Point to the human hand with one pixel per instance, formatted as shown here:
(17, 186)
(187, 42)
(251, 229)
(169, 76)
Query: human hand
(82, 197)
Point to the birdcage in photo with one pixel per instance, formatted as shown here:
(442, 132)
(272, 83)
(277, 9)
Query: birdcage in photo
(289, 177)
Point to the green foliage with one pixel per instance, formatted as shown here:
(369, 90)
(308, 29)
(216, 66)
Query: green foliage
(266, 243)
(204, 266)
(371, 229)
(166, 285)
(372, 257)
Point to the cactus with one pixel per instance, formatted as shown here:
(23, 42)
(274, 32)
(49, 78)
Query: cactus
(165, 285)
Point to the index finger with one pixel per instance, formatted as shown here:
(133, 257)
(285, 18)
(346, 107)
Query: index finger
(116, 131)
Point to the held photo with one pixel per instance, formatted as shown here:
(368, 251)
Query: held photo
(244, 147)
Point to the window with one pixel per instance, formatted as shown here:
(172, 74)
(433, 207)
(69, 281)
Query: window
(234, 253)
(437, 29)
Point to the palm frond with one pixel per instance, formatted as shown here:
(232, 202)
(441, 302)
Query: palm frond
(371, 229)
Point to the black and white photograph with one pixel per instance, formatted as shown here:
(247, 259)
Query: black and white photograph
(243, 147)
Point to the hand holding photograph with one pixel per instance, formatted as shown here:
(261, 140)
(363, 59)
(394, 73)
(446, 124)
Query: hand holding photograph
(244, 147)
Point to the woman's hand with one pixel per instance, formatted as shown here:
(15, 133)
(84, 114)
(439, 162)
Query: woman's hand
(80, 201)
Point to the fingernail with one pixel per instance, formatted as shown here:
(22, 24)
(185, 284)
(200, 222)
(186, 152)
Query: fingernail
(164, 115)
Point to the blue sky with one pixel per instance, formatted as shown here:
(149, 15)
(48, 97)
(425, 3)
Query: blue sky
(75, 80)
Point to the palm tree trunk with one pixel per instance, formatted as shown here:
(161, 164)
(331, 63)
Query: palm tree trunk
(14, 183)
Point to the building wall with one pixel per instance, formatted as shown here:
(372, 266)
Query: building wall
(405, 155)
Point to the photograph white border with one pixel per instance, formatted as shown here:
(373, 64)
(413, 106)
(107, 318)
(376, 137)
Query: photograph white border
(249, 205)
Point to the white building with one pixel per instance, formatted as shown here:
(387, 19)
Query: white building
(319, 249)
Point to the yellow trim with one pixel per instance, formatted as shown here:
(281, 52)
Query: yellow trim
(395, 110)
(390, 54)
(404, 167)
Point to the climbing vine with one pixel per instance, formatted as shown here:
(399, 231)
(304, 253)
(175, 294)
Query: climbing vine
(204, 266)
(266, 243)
════════════════
Every record must be output again with its wording unchanged.

SOLUTION TO THE EXERCISE:
Point to the human hand with one pixel per instance, formatted as shown here:
(17, 186)
(187, 42)
(251, 229)
(169, 76)
Query: human hand
(82, 197)
Point to the birdcage in photo with one pixel per instance, formatted as shown here:
(442, 132)
(272, 83)
(277, 9)
Query: birdcage in photo
(289, 177)
Point to the green foliage with one pixel per instance, formatted as shown here:
(369, 90)
(308, 29)
(216, 66)
Query: green foliage
(266, 243)
(204, 266)
(371, 229)
(166, 285)
(372, 257)
Point to the cactus with one pixel per instance, formatted as shown here:
(23, 42)
(274, 32)
(49, 78)
Query: cactus
(165, 285)
Point to the index finger with one pixel per instance, formatted as shown here:
(133, 257)
(285, 18)
(346, 107)
Query: index finger
(116, 131)
Point to the held photo with one pixel per instance, formatted as shown here:
(368, 251)
Query: held photo
(244, 147)
Point to the window with one pixel per instance, formatted as shown here:
(172, 74)
(433, 207)
(69, 281)
Query: window
(234, 253)
(437, 29)
Point to the palm frond with one pixel per instance, formatted as shown here:
(232, 202)
(441, 302)
Query: palm frond
(371, 229)
Point to the black and white photograph with one pixel per instance, formatted as shown here:
(247, 259)
Query: black and white photograph
(243, 147)
Point to the hand holding photograph with one pixel per instance, formatted as shown here:
(261, 140)
(363, 59)
(394, 73)
(446, 124)
Query: hand holding photograph
(244, 147)
Point to the woman's hand with one pixel per instance, formatted as shown here:
(15, 133)
(84, 114)
(439, 162)
Query: woman's hand
(80, 201)
Point to the fingernail with one pixel per instance, formatted as shown here:
(22, 24)
(185, 284)
(200, 222)
(186, 152)
Query: fingernail
(164, 115)
Point to the blue sky with one pixel per instance, formatted as shown here:
(149, 15)
(48, 97)
(425, 3)
Query: blue sky
(75, 80)
Point to the palm tree trunk with one pixel per instance, formatted as shown here:
(161, 164)
(331, 63)
Query: palm tree trunk
(14, 183)
Point to the building wall with one pixel per instance, formatted as shown here:
(372, 266)
Query: building wall
(405, 155)
Point to the photograph white border with one pixel per instance, formatted as shown here:
(373, 64)
(413, 106)
(107, 318)
(376, 137)
Query: photograph white border
(249, 205)
Point to the white building with one pixel per instance, formatted as shown here:
(387, 19)
Query: white building
(319, 249)
Point to the yellow trim with one pixel per instance, formatted as shown here:
(281, 52)
Query: yellow trim
(395, 110)
(390, 54)
(404, 167)
Point to the climbing vine with one pixel per instance, formatted as shown here:
(399, 231)
(304, 253)
(175, 294)
Query: climbing vine
(204, 266)
(266, 243)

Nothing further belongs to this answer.